*TASK STATEMENT*:
Extend the passage on funding juvenile justice for 17-year-olds in Connecticut and Cook County, starting right after its final sentence.

*PAGE TEXT*:
━━━━━━

The addition of 17-year-olds to the juvenile justice system is scheduled for July 2012. There is $7 million in the first year of the state’s biennial budget for the judicial branch to accommodate that change. About $2 million will pay for new staff, including 37 new detention workers and nine more probation officers, as well as seven mental health staff members.

Much of the remainder pays for non-incarceration placements, including home-based services, job training, substance abuse, family support centers, mentoring and a male youth leadership institute. A total of $4.8 million is in the budget for 2013.

The budget that includes these funds has been signed by Gov. Dannel Malloy (D), but it assumes billions of dollars in concessions from state unions that have not been secured.

Cook County, Ill.

Unlike Connecticut, which may follow a small bump in resources with a significant increase next year, the pool of potential juveniles in Cook County – Chicago is the county seat – swelled in 2010, as the budget for services declined.

A 2009 state law sent 17-year-olds charged with misdemeanors to juvenile court, effective in January 2010. At the same time, appropriations for the Cook County Juvenile Probation and Court Services Department, which had been consistently $38 million a year, dipped to $34 million for fiscal 2011.

━━━━━━

*RECORD EXCERPTS*:
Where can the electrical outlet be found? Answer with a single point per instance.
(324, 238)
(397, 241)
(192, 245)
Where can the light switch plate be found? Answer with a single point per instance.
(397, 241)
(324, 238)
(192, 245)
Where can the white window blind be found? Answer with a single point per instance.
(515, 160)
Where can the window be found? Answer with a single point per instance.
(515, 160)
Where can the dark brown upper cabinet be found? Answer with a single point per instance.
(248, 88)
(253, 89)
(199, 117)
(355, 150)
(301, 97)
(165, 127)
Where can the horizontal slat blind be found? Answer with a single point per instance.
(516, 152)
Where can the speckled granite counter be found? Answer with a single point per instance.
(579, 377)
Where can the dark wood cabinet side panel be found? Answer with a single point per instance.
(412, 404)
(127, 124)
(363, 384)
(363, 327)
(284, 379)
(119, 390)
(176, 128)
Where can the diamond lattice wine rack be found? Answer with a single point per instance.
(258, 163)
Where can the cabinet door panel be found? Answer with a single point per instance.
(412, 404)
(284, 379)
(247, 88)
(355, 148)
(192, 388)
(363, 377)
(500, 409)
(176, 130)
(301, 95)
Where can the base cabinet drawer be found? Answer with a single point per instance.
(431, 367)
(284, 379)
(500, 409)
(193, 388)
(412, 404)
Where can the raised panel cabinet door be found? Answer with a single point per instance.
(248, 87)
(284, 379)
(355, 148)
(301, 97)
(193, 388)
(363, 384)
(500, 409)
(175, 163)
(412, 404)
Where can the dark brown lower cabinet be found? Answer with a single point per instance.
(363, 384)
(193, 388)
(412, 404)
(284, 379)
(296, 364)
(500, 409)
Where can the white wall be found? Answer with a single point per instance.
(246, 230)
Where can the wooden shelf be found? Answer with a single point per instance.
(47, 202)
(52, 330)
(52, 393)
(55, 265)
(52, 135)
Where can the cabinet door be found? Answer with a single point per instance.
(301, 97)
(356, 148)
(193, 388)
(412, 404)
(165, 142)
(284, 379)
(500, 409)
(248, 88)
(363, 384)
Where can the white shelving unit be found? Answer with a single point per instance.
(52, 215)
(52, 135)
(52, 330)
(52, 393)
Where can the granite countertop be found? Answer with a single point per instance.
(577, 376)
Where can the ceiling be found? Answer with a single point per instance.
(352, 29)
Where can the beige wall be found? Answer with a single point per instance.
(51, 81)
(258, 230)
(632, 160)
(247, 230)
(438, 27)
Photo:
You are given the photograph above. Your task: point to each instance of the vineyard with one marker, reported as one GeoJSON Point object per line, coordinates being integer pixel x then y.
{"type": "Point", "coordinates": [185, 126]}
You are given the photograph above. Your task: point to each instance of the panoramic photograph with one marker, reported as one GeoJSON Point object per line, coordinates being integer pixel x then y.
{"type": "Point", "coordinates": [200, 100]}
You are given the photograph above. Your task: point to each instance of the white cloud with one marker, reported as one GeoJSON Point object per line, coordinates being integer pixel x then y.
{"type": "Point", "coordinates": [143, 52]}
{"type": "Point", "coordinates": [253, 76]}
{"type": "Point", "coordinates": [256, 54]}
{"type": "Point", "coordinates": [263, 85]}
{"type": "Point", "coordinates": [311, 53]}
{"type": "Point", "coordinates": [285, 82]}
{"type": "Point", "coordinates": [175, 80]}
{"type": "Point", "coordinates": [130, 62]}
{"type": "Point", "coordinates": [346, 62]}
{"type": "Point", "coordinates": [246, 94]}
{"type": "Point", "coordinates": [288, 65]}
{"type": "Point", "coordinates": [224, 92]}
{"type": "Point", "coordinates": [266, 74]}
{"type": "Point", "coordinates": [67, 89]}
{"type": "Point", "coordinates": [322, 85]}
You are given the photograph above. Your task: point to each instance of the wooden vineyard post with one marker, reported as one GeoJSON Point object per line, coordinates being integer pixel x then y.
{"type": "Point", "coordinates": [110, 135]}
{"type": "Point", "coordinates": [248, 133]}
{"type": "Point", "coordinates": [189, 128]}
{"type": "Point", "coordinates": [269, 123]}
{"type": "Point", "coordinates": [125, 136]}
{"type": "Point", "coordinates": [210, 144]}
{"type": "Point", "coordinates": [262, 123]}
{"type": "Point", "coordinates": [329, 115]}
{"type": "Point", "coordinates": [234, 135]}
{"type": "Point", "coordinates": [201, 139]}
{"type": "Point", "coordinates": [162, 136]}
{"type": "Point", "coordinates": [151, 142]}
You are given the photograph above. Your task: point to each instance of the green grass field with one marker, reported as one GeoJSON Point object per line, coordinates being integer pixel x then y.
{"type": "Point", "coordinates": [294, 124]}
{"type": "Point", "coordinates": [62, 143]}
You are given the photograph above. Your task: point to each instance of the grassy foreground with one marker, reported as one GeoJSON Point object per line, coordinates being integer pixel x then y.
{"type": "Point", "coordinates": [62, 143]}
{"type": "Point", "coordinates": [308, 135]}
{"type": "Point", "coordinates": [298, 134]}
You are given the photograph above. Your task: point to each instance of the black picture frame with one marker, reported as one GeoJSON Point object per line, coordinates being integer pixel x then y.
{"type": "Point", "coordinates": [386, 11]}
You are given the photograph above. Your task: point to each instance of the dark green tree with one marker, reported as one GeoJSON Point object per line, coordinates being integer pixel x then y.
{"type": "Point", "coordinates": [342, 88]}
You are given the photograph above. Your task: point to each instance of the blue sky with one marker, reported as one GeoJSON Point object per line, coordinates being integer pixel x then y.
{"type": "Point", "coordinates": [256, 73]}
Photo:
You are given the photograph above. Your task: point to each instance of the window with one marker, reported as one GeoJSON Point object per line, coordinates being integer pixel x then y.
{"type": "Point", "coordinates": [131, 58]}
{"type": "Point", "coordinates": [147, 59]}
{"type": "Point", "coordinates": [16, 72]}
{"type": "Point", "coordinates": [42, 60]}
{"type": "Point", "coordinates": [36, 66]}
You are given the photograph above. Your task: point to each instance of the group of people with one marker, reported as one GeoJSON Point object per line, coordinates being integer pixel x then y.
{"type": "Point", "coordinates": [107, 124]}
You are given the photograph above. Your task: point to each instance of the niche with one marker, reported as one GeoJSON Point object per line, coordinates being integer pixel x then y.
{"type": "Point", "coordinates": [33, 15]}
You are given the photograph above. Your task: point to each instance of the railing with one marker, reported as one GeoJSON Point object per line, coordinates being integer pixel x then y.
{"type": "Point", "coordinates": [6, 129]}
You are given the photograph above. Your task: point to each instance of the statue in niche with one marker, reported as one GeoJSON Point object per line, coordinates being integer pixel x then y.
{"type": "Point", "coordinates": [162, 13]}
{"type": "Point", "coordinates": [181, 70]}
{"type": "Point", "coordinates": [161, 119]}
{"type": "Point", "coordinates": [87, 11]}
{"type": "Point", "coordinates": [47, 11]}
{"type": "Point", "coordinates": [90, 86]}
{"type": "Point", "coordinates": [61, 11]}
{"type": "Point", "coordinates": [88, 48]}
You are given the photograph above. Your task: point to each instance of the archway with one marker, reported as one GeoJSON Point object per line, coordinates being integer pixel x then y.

━━━━━━

*RESULT OF THE EXERCISE*:
In the first year under the new rules, police in Cook County referred 3,494 seventeen-year-olds on misdemeanor charges. In almost 70 percent of those cases, the Office of the State’s Attorney did not file charges.

Five hundred forty-five other cases were diverted from the formal juvenile court process and sent to Juvenile Probation and Court Services (JPCS) for informal supervision.

The remaining 554 cases were filed in court, but probation officials said that did not add much to the caseload.

“A lot of the kids that we got had been sent to us already,” as opposed to 17 year-olds who had no previous run-ins with the juvenile probation department, said John Bentley, a project administrator with Cook County JPCS. “That doesn’t add much additional burden.”

So far this year, Cook County is on pace for a lower number of referrals, filed charges and diversions. However, the percentage of cases in which charges are filed is rising slightly.

Years before the age change, Cook County had embraced the Annie E. Casey Foundation’s Juvenile Detention Alternatives Initiative, which assists jurisdictions and states in developing a risk measurement instrument to help determine detention admissions.

While its Juvenile Temporary Detention Center – designed to hold 500 – once held 600 or more, by the middle of 2010, the facility’s population had dropped below 200 for the first time in 20 years, said center administrator Earl Dunlap. Right now it’s at about 265, which, he said, is not attributable to an influx of 17-year-old juveniles with misdemeanor offenses.  

“The impact has been negligible” on the detention center, said Dunlap.

He credited the county juvenile probation office for “how much of the minor stuff is shifted out.” He said that when he took charge of the detention center in 2007, about half of the population probably didn’t need to be detained. Now, he believes, the percentage is down to about 25 percent.

The state juvenile justice commission is studying the impact and cost of moving 17-year-old felons into the juvenile justice system, and will produce a final report by December.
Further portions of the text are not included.